Our exhibition Childhood in Dickensian London explores aspects of 19th century childhood in Charles Dickens’s novels alongside a range of non-fiction & texts by leading campaigners of the time.
During the 19th century advances in printing technology, such as steel or wood engraving and lithography, allowed for the inclusion in mass-produced books of good quality illustrations. Book illustrations complemented the writing by providing the reader with another layer of interpretation, a visual depiction of a character or scene.
Charles Dickens worked closely with several artists who produced illustrations for his novels and other prose writing, providing them with overviews of his storylines and directions regarding which episodes to illustrate, and occasionally criticisms of their interpretations.
In the exhibition, we showcase some of the book illustrations, emphasising key scenes within their stories and Dickens’s most well-known fictional children, such as Oliver Twist, Paul Dombey and Little Nell. This blog highlights a small selection of illustrations of Charles Dickens’s fictional children and their illustrators, all of which – and many more – are on display in our exhibition.
George Cruikshank, Oliver Twist, and ‘the Cancelled Plate’
Oliver Twist or, the Parish Boy’s Progress was originally published in serial form between 1837-1839 in the periodical Bentley’s Miscellany. The story is accompanied by 24 illustrations by the artist George Cruikshank, who was already famous as a satirical caricaturist and earlier worked with Dickens on Sketches by Boz.
The first illustration here portrays Oliver in what is probably the novel’s most famous scene, in the workhouse daring to ask for more food. Cruikshank’s depiction of the “pale thin child, somewhat diminutive in stature, and decidedly small in circumference” was such a defining image that it was used as the frontispiece (the illustration facing the title page) in the first complete book edition published in 1839.
The ‘Rose Maylie and Oliver’ plate illustrates the final passages of the novel when Oliver is united with his long-lost family, and highlights how authors and artists don’t always concur on how to depict text. Cruikshank’s original drawing portrayed Oliver, Rose and the family gathered around a fireplace, in an idyllic Victorian family scene. Dickens, however, did not respond positively to this conventional depiction and requested Cruikshank alter it. This fireside illustration is referred to as ‘the cancelled plate’ and was replaced in all except the earliest impressions of the book by this church scene.
John Leech and the Children of Ignorance and Want
John Leech was a caricaturist famous for his work in the weekly satirical magazine Punch. Between 1843 and 1848 Charles Dickens wrote an annual Christmas book, and Leech was amongst a few illustrators who contributed drawings to the final four of these books.
The first and most famous Christmas book, A Christmas Carol, contained nine illustrations solely produced by Leech. This illustration depicts the moment when the children of Ignorance and Want (“This boy is Ignorance. This girl is Want”) are revealed to Ebenezer Scrooge by the Ghost of Christmas Present and shows how an illustrator can incorporate textual themes and meanings within a single drawing.
During the story, when requested to donate money to the poor, Scrooge refers instead to the Poor Law and the existence of prisons and workhouses. Leech has chosen to depict these "wretched, abject, frightful, hideous, miserable” children against a stark industrial background. The trees are blackened and withered, and dark buildings with smoking chimneys loom behind, appearing to allude to the prisons and workhouses referred to earlier by Scrooge.
----------------
JOBS:
a) Quote the blog post word for word, beginning at the words "John Leech and" and stopping after "of these books.".
b) Answer these questions using the blog post:
(i) In which periodical was Oliver Twist first published in serial form?
(ii) How many illustrations did John Leech produce for A Christmas Carol?
(iii) What did Cruikshank's original drawing for the 'Rose Maylie and Oliver' plate show?
Work only from the blog post when responding.

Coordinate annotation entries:
----------------
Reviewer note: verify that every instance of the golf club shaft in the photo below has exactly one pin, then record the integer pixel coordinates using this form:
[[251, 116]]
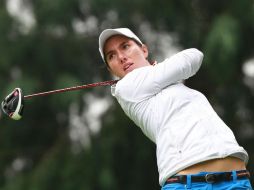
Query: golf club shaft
[[104, 83]]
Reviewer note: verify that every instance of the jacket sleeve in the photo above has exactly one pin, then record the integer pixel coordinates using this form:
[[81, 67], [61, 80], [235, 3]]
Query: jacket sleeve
[[150, 80]]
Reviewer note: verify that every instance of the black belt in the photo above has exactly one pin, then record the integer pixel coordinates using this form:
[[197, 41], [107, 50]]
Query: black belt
[[209, 178]]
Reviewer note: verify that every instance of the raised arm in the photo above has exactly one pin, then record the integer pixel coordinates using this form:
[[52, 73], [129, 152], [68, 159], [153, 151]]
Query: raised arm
[[181, 66], [150, 80]]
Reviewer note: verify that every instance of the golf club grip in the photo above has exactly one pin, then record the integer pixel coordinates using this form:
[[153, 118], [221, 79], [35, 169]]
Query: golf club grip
[[104, 83]]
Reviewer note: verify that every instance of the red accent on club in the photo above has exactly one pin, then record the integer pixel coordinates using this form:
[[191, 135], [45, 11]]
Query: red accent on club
[[104, 83]]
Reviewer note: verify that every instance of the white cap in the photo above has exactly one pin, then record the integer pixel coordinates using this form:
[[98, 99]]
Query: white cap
[[106, 34]]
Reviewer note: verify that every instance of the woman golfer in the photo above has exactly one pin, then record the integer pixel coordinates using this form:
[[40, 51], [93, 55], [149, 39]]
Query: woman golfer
[[195, 149]]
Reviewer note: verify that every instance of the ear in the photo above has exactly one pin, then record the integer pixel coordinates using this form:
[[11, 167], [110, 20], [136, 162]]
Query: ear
[[145, 50]]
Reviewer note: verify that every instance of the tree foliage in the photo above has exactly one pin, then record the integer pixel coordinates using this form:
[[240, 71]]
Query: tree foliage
[[61, 50]]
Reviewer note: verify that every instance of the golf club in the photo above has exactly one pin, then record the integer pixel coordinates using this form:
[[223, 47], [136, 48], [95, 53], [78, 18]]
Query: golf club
[[13, 104]]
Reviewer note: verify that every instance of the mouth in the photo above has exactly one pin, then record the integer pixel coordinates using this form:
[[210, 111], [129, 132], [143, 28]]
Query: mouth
[[127, 66]]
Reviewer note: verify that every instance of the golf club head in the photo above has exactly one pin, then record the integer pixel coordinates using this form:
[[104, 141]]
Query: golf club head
[[13, 104]]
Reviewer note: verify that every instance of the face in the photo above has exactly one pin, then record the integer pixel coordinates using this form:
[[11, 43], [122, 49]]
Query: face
[[123, 55]]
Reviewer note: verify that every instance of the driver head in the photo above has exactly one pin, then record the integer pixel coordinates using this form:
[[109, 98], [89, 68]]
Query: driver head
[[13, 104]]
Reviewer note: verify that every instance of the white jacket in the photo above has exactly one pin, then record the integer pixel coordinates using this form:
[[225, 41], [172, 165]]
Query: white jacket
[[178, 119]]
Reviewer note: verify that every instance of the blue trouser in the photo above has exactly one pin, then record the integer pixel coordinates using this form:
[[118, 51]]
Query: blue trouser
[[236, 184]]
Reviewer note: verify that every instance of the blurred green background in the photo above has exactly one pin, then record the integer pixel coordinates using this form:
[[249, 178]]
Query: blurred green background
[[82, 140]]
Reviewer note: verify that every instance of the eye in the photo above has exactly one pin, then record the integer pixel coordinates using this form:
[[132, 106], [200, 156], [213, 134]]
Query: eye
[[126, 46], [110, 56]]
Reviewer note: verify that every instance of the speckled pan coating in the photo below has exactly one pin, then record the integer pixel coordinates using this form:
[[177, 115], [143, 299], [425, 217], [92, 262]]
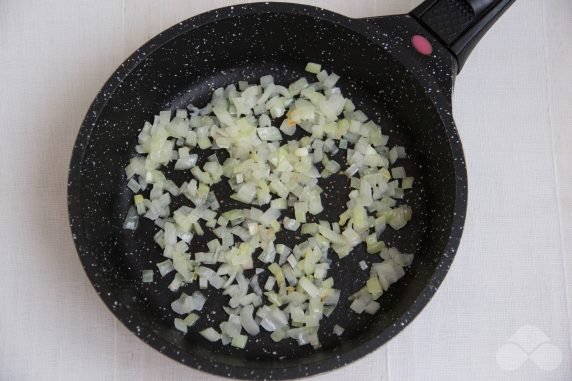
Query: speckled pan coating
[[409, 94]]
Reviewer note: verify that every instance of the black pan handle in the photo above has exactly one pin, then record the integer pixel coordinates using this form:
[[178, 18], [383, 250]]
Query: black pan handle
[[460, 24]]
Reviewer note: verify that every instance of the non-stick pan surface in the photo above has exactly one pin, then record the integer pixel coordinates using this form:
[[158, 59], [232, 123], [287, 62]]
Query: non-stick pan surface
[[406, 93]]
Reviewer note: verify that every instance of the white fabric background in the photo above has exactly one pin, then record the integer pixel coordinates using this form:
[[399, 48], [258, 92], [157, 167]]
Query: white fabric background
[[512, 105]]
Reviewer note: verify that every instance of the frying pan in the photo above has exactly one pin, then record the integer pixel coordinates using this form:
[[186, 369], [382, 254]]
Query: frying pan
[[399, 70]]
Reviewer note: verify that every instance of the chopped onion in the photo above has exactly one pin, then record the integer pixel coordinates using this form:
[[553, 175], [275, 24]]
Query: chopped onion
[[275, 180]]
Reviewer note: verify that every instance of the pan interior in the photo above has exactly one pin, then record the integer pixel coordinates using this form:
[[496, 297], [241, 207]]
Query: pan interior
[[186, 70]]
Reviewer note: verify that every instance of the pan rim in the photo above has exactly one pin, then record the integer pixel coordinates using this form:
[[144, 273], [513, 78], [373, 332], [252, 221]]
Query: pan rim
[[203, 363]]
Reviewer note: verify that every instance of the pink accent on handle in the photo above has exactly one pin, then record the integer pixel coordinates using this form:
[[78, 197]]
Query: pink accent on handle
[[422, 45]]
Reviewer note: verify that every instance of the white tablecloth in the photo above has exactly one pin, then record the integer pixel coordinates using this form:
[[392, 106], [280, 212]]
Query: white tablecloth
[[504, 310]]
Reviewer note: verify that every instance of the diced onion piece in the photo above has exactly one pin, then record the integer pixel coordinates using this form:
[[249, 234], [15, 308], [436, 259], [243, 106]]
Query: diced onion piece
----------------
ANSWERS TO EACH TASK:
a)
John Leech and the Children of Ignorance and Want
John Leech was a caricaturist famous for his work in the weekly satirical magazine Punch. Between 1843 and 1848 Charles Dickens wrote an annual Christmas book, and Leech was amongst a few illustrators who contributed drawings to the final four of these books.

b)
(i) Bentley's Miscellany
(ii) Nine
(iii) Oliver, Rose and the family gathered around a fireplace, in an idyllic Victorian family scene